**Goal of the exercise**
According to the blog's introduction, where does its title come from?

**Supplied passage**
--------
Dreams Recurring

I am a 26 year old college student at Ohio State University (OSU). I am male, white, homosexual. If you want to know anything else, you'll just have to read the blog itself. The title comes from an old Husker Du song, though I did change it slightly. **ATTENTION** some of the entries in this blog contain sexually explicit material.

Name:
Location: Columbus, Ohio, United States

Please read my blog, because, unlike most of the people on here, I really do keep up on it. It's not very stylish, my blog, but I do take it at least semi-seriously, and post regularly. Surely such perseverence and loyalty is worth something?

Friday, May 27, 2005

Infections; Advice

I think that I'll always remember 2005 as the year of the many infections. I spent all of Winter quarter dealing with an STD; it took me about a month and half trying to figure out what it was, and then another month and a half trying to get rid of it. Now the same thing is happening again, only with a new infection: I seem to have worms, crawling around my rectum, feeding and laying their eggs in and on me. I've only seen one thing that could convincingly be called a worm to an untrained eye such as mine, but the other symptoms are all there. So, spring quarter, 2005, was spent obsessing over my ass, worrying myself sick over what the hell was happening to me (just like I did in Winter quarter, except over my dick). Now, for the past few weeks, I've been working to get rid of the infection. Just like with the Chlamydia, the first attempt didn't cure it completely, so I have to do it again.

And, to top it all off, for the past couple of days I've felt little twinges in my dick that really remind me of the STD I had in Winter (of course, it also feels just like a urinary tract infection, which is why it took me so long to figure out that I had it the first time, back in Winter). If I really have gotten re-infected with Chlamydia, then I'm gonna be really pissed off: I only had unsafe sex two or three times since I cured my last infection. I had unsafe sex SO many times over the past 3 or 4 years, on a very regular basis, and I never got any sort of disease. Now I can't even do it once without getting something? What the fuck? I speculate that there's been an outbreak of Chlamydia in Ohio ('cause I got infected in Cincinnati too, not just Columbus), and a lot of folks who like to sleep around have it right now.

This is not such a serious thing to me: a simple, one dose pill takes care of it very quickly. More serious is what is says about my out-of-control sexual behavior: shouldn't getting this infection twice be enough to teach me my lesson? I guess not: rock-bottom is still, apparently, a long ways away. Even more annoying is the question of how I'm gonna cure it: I really don't want to go back to the clinic, and be subjected to the whole Q-tip-shoved-up-the-urethra song-and-dance again. That really hurts! I could ask my doctorish friend to write me a prescription for the medication, like I did last time (which, by the way, I'm extremely grateful for) but I'm so embarrassed: like most addicts, I like to hide the true extent of my addiction; and, like most people, I'm sure my doctorish friend is going to get all concerned about me, and start offering me helpful advice. Which I can't stand.
--------
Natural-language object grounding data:
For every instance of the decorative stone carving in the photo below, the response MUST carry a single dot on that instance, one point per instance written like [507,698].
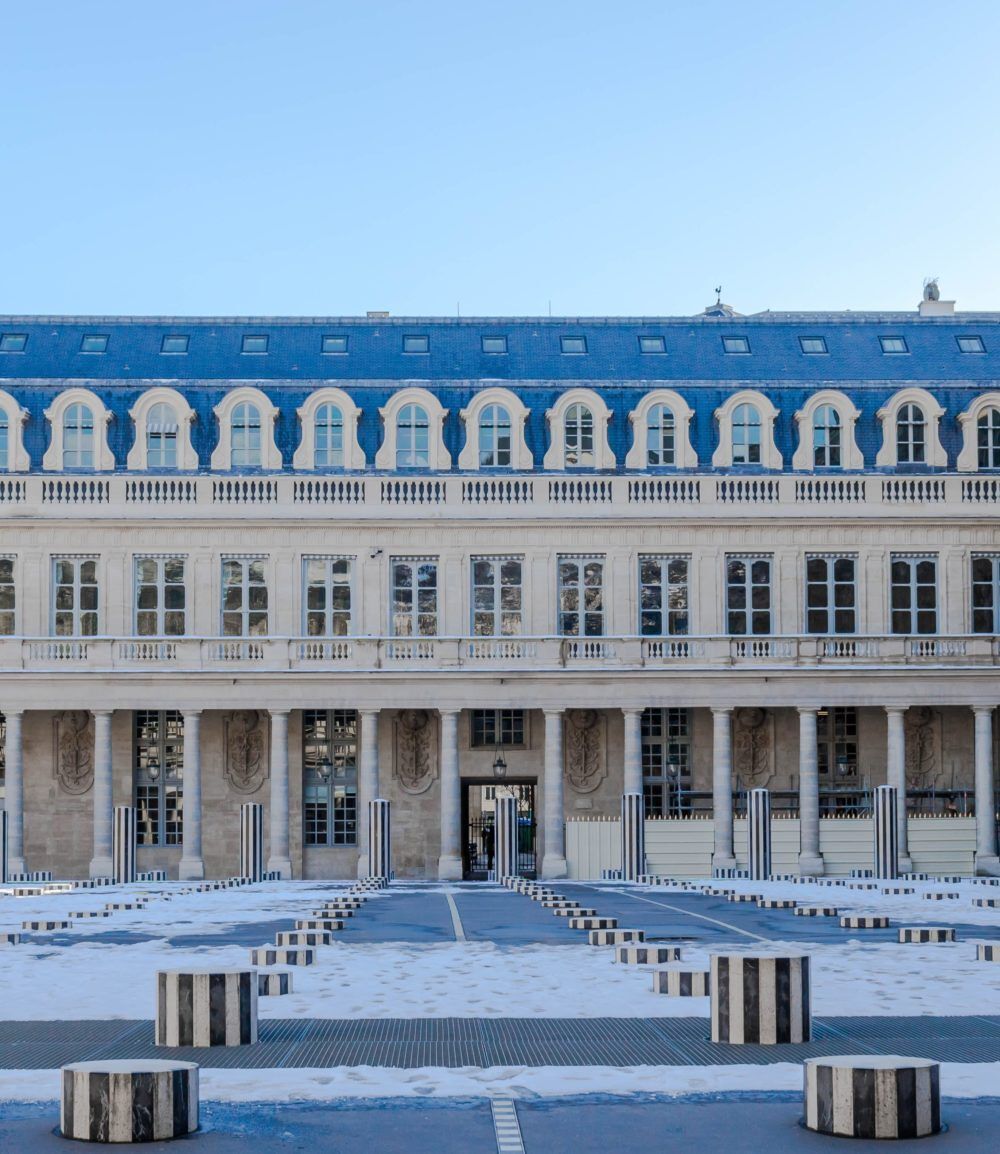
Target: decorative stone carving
[414,765]
[586,764]
[245,759]
[74,751]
--------
**Reply**
An old Husker Du song, with the title changed slightly.